[WHAT IS ASKED]: Can you copy the records below from their start through the line containing "Mark the region of every instance of the rushing", swapping "expected layout" for "required layout" and changing nothing else? Leave out the pictures.

[DATA EXTRACT]:

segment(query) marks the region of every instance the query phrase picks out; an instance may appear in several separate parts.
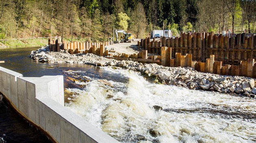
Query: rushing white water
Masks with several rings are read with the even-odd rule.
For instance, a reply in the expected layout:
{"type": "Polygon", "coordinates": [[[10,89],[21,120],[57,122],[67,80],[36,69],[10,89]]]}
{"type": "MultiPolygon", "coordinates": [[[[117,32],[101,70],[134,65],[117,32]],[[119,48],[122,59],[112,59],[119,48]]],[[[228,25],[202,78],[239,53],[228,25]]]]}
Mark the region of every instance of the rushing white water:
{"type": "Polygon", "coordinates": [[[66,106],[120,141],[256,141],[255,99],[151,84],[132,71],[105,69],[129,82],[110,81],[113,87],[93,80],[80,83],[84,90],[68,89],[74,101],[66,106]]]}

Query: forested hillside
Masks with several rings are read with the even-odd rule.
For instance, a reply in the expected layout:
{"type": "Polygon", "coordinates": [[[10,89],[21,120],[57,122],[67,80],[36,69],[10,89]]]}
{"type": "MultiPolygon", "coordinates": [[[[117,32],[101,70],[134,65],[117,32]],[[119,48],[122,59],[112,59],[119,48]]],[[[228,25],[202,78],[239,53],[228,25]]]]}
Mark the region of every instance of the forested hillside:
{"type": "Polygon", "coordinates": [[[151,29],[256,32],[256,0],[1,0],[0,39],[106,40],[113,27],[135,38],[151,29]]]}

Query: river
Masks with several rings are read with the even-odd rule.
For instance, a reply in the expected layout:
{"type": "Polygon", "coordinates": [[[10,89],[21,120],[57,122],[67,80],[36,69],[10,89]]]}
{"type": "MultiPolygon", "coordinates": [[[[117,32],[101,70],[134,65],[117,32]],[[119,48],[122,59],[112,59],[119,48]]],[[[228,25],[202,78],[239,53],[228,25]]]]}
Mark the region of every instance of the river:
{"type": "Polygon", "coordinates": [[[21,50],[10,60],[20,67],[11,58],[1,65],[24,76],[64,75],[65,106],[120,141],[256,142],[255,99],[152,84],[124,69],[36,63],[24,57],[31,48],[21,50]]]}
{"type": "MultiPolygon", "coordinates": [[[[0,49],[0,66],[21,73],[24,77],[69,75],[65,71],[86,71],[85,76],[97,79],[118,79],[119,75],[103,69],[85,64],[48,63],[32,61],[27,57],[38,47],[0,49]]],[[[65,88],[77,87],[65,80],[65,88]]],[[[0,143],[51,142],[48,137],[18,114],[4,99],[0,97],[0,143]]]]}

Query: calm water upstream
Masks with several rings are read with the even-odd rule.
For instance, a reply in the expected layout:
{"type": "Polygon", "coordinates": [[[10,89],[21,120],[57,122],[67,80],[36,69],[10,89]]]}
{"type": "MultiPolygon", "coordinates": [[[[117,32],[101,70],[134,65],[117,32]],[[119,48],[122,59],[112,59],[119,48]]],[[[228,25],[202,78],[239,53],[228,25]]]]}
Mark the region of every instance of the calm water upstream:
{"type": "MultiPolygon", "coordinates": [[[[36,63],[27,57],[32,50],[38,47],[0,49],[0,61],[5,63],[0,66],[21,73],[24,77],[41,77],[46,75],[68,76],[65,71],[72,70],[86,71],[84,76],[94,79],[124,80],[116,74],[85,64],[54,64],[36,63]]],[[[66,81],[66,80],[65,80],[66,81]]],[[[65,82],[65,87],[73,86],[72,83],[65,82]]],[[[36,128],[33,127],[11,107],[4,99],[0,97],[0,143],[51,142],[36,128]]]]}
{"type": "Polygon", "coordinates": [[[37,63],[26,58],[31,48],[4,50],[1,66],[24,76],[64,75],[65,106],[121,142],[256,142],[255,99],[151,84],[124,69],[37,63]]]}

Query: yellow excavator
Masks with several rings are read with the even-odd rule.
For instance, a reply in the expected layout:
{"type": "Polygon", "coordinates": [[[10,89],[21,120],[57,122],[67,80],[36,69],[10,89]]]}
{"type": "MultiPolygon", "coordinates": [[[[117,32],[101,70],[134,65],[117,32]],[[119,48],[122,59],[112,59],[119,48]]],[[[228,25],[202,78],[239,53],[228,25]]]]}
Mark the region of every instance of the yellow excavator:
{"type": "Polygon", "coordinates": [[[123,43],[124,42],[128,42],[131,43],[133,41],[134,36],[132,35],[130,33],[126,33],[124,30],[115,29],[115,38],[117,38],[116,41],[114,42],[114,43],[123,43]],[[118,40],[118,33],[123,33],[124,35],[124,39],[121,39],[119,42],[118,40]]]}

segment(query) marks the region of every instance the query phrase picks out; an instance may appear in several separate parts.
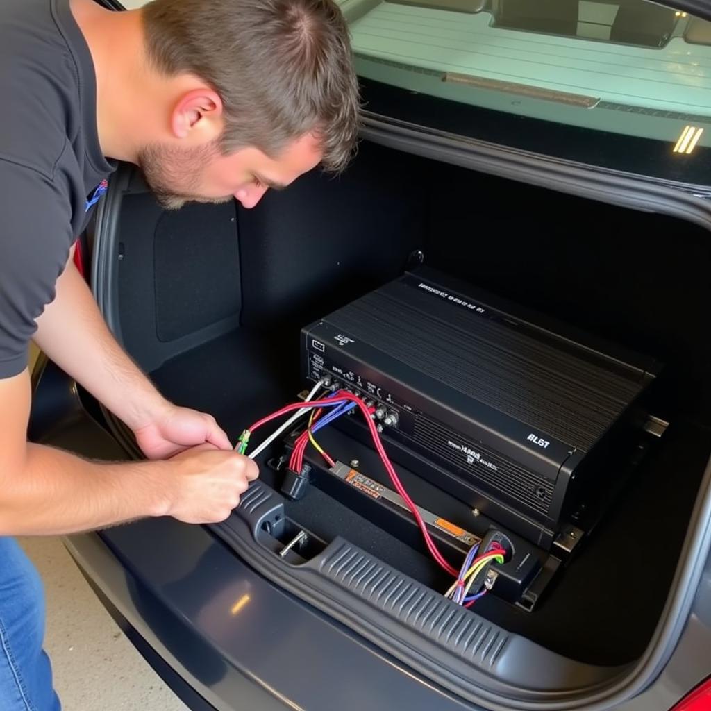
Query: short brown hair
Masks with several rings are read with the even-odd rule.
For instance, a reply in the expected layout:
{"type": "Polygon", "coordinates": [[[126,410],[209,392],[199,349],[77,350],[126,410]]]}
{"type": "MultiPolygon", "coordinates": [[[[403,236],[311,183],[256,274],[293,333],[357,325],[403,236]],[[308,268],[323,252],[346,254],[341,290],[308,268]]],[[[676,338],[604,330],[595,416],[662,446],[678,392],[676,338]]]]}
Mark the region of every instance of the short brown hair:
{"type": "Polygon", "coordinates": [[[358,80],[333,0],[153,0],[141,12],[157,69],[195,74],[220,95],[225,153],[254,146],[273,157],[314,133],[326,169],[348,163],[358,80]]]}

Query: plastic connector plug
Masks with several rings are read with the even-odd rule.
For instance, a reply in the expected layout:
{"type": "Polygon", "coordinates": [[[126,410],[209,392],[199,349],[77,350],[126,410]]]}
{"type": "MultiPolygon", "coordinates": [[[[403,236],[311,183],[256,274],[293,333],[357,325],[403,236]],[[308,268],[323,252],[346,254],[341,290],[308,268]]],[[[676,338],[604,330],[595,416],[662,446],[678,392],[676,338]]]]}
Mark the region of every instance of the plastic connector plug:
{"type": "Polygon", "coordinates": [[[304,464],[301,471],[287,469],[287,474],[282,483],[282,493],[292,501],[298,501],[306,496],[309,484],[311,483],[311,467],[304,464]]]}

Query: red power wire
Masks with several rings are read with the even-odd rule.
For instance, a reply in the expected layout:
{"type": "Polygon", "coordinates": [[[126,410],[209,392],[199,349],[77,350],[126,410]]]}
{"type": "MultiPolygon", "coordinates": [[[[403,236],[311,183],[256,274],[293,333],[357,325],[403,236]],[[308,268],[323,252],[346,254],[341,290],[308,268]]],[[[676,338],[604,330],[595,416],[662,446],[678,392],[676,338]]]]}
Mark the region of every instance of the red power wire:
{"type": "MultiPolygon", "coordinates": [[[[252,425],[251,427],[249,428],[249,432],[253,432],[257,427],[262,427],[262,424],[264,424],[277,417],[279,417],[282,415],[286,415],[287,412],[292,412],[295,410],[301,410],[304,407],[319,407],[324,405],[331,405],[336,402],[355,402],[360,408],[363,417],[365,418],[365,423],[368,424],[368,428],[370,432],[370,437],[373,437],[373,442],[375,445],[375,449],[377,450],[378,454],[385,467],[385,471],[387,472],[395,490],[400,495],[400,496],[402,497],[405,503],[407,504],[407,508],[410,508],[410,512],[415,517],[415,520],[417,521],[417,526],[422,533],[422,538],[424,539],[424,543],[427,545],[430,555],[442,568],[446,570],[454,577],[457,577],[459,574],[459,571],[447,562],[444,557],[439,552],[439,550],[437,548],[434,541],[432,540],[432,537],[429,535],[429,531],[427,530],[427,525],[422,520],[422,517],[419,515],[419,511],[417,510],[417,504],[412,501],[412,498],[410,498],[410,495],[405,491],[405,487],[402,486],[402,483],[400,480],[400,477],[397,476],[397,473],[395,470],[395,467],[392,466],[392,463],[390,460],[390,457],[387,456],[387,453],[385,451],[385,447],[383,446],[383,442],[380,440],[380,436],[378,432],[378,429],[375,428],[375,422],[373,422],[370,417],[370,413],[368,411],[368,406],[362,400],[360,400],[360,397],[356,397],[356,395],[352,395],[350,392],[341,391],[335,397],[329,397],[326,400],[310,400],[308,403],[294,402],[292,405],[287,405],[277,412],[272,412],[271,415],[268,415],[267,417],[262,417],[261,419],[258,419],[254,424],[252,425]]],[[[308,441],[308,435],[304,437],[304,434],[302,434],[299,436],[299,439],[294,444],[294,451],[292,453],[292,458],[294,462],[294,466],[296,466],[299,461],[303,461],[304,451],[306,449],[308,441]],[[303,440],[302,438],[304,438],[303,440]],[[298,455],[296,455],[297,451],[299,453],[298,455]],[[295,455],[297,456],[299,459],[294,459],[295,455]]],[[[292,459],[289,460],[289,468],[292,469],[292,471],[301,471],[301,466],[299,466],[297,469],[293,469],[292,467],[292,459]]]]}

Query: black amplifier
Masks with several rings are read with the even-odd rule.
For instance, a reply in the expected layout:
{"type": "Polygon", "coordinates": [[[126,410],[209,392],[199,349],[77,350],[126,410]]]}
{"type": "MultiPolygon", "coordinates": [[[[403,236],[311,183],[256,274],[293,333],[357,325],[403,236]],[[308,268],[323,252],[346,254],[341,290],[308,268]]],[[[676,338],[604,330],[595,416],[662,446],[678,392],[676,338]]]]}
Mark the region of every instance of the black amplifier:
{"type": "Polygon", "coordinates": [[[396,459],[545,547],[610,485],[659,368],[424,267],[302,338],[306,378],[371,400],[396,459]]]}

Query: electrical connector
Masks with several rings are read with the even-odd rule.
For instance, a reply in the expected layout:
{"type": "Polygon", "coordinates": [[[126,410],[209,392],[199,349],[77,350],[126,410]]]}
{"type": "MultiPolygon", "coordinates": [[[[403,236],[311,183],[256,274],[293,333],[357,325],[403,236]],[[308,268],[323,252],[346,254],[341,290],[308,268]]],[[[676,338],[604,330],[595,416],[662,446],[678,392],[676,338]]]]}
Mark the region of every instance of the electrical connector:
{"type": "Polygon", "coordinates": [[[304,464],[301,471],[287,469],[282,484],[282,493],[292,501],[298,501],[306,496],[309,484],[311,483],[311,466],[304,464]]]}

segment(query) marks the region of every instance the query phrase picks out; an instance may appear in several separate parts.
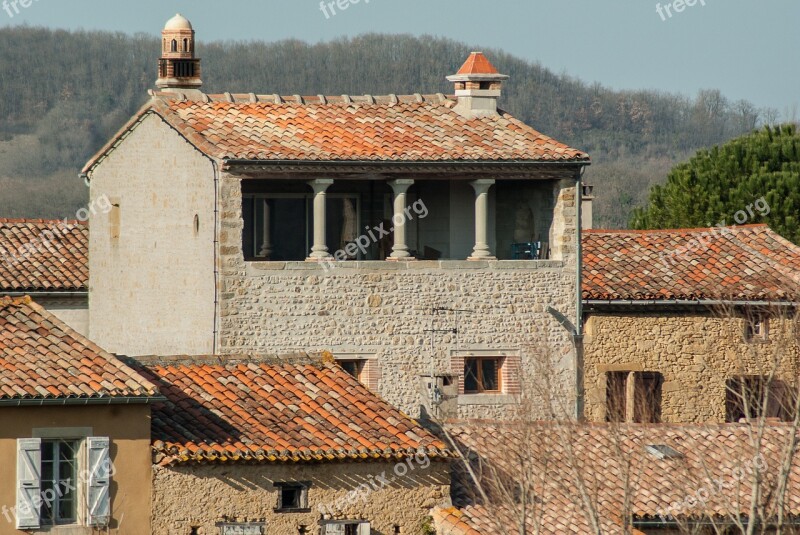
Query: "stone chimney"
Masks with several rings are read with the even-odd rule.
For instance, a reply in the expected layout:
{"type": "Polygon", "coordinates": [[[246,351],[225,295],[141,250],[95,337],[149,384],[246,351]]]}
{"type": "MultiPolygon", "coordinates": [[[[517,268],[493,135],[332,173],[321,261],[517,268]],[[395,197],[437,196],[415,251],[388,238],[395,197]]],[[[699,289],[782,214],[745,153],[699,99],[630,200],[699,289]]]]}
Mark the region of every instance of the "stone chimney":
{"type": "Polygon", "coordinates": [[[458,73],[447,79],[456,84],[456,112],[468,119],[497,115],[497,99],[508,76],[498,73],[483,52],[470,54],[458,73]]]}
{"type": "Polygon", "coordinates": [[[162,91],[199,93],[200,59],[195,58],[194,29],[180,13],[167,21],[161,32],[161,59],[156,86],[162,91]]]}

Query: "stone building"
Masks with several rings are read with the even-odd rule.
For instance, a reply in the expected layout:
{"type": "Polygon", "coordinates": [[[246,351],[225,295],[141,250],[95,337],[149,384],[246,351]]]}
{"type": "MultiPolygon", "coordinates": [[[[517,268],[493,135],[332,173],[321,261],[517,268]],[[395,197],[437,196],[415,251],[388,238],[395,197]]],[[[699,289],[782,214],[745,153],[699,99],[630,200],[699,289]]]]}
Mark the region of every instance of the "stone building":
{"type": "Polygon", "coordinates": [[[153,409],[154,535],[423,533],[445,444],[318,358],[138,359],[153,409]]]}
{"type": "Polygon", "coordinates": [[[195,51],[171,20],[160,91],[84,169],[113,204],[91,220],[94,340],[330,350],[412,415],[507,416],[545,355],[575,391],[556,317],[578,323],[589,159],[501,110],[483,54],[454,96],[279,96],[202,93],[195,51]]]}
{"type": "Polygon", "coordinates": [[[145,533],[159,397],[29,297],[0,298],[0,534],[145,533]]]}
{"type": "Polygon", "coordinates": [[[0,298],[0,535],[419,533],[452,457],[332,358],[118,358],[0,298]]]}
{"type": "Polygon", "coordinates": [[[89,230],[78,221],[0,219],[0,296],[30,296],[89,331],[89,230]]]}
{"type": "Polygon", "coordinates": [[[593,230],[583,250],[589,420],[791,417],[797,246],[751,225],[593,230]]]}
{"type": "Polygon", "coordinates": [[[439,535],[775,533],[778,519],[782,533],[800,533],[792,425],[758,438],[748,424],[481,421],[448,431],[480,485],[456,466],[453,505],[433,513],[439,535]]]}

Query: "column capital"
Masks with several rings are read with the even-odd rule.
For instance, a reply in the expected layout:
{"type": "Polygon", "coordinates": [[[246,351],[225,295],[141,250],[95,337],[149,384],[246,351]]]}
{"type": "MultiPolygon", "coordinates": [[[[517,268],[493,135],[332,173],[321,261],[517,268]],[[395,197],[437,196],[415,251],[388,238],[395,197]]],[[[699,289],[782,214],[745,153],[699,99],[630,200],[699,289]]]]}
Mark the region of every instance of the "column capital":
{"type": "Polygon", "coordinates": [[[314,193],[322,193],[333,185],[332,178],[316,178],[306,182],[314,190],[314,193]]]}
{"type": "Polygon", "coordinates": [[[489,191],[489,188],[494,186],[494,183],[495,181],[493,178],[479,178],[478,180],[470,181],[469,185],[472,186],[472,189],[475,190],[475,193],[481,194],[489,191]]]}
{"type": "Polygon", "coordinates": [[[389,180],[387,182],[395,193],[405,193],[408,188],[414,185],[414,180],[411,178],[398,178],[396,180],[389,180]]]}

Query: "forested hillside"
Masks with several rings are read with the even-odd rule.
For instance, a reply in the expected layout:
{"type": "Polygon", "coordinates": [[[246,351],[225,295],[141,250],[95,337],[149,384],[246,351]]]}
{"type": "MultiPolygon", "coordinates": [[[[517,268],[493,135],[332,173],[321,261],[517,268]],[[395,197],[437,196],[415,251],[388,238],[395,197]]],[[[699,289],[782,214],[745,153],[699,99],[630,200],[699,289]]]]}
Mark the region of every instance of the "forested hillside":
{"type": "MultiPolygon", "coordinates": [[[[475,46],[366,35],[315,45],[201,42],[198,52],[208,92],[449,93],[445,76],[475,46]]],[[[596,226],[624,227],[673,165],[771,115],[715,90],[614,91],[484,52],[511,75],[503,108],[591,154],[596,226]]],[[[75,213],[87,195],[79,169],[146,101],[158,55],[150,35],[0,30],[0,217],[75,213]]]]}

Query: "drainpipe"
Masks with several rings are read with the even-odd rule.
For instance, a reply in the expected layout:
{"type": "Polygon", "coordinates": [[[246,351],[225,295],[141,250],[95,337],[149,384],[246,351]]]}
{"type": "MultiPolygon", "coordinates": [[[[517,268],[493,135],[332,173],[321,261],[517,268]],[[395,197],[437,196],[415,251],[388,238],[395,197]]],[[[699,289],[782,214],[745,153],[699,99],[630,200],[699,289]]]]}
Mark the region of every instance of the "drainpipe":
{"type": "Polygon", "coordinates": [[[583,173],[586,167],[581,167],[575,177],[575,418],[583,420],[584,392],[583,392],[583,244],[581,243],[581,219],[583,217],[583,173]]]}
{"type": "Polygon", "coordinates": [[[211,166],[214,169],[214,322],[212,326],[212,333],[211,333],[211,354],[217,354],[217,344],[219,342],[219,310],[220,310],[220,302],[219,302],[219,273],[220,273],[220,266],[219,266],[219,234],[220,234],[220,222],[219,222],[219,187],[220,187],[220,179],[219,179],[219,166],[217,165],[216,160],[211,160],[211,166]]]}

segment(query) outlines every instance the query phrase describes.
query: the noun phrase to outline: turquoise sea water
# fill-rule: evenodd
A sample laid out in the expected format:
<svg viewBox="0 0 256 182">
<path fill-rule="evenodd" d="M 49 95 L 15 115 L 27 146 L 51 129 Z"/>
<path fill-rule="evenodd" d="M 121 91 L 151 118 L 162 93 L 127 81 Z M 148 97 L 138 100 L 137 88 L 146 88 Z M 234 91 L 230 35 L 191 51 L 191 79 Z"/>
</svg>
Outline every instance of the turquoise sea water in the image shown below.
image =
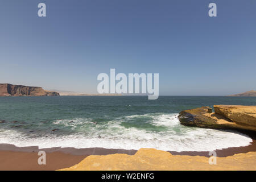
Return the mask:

[ANSWER IN FULL]:
segment(query) marks the region of every instance the query phrase picks out; an instance may appear in several separate parts.
Query: rushing white water
Masks with several rings are read with the even-odd rule.
For instance, a reply in the required layout:
{"type": "Polygon", "coordinates": [[[10,89],[21,120],[57,122],[67,80],[36,69],[10,89]]]}
{"type": "MultiPolygon", "coordinates": [[[[117,32],[101,70],[134,65],[117,32]],[[119,48],[122,59],[112,59],[119,48]]],[[[228,25],[202,78],[239,53],[228,25]]]]}
Mark the region of every instance of the rushing white water:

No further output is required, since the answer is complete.